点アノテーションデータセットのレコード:
....
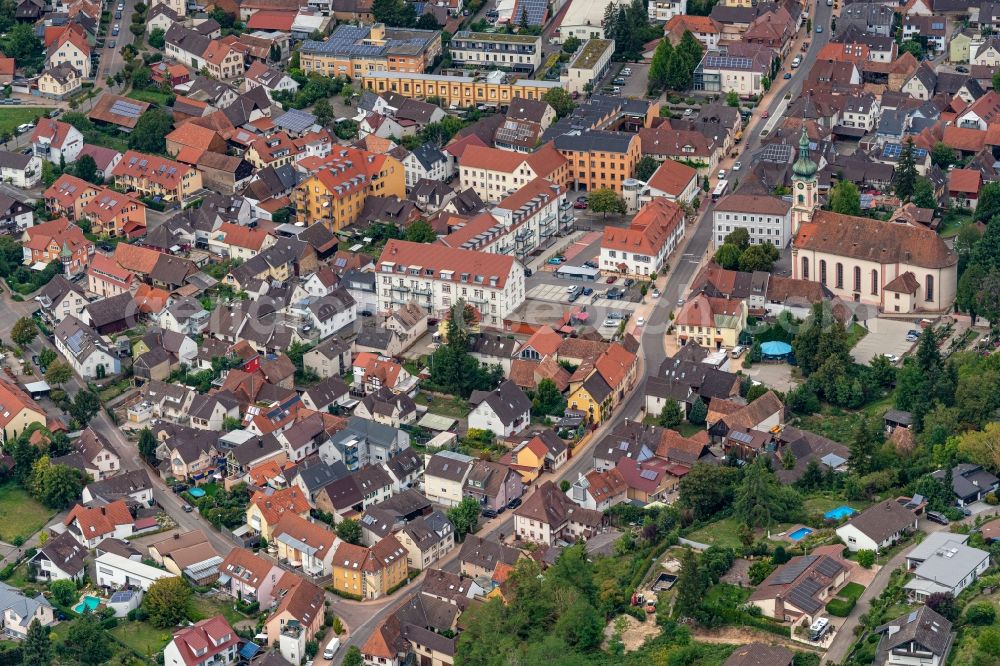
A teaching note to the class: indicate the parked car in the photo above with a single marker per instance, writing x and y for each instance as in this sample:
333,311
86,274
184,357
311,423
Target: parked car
938,518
....
課題指示:
上のリストを、「parked car」をすべて「parked truck」に置き換えたうえで書き直すこと。それ以外の部分は変更せず、画像は出力に含めない。

解答例:
A teaching note to the class: indicate the parked truck in the photo above with a single marker per instance, writing x and y for each instance as in this sample:
333,311
86,274
184,357
311,423
Target: parked truck
938,518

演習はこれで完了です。